**Given text**
The strange thing is that, with no wind and perfect conditions, the first flight had the trim almost perfect. Then I launched on flight two with the second of my identical 1300mAh packs and it was pitching down very noticeably. I landed after a couple of circuits and double checked the battery position, moving it back about 5mm, but the nose down pitching moment was still there. I ended up adding 3 clicks of up elevator to correct it. Other than that, the aircraft was flying really well. The next two flights were with different packs (1100mAh), then, for the final flight, I was back to the same pack as flight 1. Logically, this should have been pitching up and I think it was slightly, but not enough to be an issue (if flight 1 flew level, flight 2 pitched down, then I added up trim, going back to the flight 1 pack should pitch up). I’m going to weigh all my packs and see whether I can get to the bottom of this trim difference as it’s got me stumped at the moment.

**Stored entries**
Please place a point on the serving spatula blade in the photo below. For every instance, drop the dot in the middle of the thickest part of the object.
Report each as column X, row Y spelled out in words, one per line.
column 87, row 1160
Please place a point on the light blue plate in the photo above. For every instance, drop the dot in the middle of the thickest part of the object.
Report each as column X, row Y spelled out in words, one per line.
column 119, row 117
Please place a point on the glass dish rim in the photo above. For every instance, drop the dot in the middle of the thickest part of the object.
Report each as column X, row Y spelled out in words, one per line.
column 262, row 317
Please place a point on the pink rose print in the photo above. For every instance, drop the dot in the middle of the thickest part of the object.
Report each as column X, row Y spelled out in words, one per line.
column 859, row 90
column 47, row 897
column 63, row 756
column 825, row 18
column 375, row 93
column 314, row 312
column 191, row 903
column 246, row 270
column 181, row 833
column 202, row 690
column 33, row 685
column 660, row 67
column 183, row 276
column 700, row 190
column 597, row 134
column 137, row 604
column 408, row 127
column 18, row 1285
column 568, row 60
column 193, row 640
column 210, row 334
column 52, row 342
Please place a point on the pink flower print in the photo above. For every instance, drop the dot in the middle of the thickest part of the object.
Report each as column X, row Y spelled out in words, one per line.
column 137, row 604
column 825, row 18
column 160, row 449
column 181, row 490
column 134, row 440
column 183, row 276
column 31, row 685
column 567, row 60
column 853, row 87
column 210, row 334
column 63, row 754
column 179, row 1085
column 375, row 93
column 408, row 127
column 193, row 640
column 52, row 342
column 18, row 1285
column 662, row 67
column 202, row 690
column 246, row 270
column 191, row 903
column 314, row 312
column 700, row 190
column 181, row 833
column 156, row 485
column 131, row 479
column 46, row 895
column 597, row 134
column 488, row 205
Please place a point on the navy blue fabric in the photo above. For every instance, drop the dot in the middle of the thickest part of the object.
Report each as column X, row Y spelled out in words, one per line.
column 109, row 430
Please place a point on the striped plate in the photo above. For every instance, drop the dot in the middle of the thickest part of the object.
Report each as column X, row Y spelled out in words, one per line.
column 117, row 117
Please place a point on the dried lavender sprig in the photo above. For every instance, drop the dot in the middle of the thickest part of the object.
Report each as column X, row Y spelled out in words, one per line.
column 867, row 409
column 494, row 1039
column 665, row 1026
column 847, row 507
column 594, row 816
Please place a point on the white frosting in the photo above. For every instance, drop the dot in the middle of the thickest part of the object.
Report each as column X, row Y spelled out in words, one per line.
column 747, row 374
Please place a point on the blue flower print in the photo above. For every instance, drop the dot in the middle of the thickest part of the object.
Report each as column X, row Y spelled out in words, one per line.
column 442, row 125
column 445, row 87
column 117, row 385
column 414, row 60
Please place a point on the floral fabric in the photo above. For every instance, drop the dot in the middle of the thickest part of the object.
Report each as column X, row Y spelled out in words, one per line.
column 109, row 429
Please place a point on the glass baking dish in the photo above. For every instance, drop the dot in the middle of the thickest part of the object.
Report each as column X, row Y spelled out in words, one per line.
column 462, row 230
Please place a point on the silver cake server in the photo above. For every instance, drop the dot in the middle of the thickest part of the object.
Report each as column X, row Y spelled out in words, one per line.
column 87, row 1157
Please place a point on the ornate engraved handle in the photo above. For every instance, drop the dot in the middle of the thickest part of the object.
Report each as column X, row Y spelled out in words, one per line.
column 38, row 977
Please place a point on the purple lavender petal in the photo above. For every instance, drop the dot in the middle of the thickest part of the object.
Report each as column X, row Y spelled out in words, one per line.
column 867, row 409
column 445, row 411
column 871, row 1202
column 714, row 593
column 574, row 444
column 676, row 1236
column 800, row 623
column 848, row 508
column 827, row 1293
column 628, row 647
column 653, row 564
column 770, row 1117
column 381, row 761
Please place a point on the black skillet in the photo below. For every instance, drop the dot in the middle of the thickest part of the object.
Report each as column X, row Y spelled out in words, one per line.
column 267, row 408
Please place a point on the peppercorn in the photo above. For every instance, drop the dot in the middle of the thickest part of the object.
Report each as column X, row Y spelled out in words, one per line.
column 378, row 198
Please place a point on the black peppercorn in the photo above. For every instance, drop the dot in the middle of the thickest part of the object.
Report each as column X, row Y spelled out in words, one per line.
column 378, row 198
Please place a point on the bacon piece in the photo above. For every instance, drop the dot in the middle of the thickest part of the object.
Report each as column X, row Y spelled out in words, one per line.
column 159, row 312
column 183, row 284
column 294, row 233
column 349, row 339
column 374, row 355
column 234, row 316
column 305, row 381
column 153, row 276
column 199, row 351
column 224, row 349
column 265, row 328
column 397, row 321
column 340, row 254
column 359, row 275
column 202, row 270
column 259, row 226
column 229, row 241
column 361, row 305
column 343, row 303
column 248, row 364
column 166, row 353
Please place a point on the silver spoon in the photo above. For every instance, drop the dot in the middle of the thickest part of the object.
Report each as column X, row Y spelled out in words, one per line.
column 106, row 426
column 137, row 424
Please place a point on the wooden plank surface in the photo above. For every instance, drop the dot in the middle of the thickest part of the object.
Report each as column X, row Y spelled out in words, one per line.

**Goals**
A: Recast the records, everything from the line containing "Please place a point on the glass baking" down to the line containing "column 462, row 230", as a Markdown table with the columns Number and Entry, one row per line and blank lines omitted.
B: Carry on the account of the aircraft's puzzling trim change between battery packs from the point where it stops.

**Answers for the tasks**
A:
| Number | Entry |
|---|---|
| 1 | Please place a point on the glass baking dish in the photo above. For every instance, drop the dot in the middle of the thickest part of the object. |
| 2 | Report each as column X, row Y spelled out in words, one per line. |
| 3 | column 462, row 230 |

B:
That’s all there was this week, except to say that the AutoGyro is nearly ready. I spent my free time during the week fixing the prop nut on the RS352, which is why I didn’t do any more. Tomorrow is a Bank Holiday and there’s no flying next week due to the roads being closed for a running event, so I should be able to get some building time in.

Lastly, the weather is unbelievable. It’s been 30 degrees and sunny all week, yesterday it was blowing a gale, this morning was perfect and now I’m sitting here writing this with heavy rain drumming on the roof. The promised storm isn’t far away now, which makes flying on the Bank Holiday out of the question. I got lucky this morning, but any drop in temperature is welcome.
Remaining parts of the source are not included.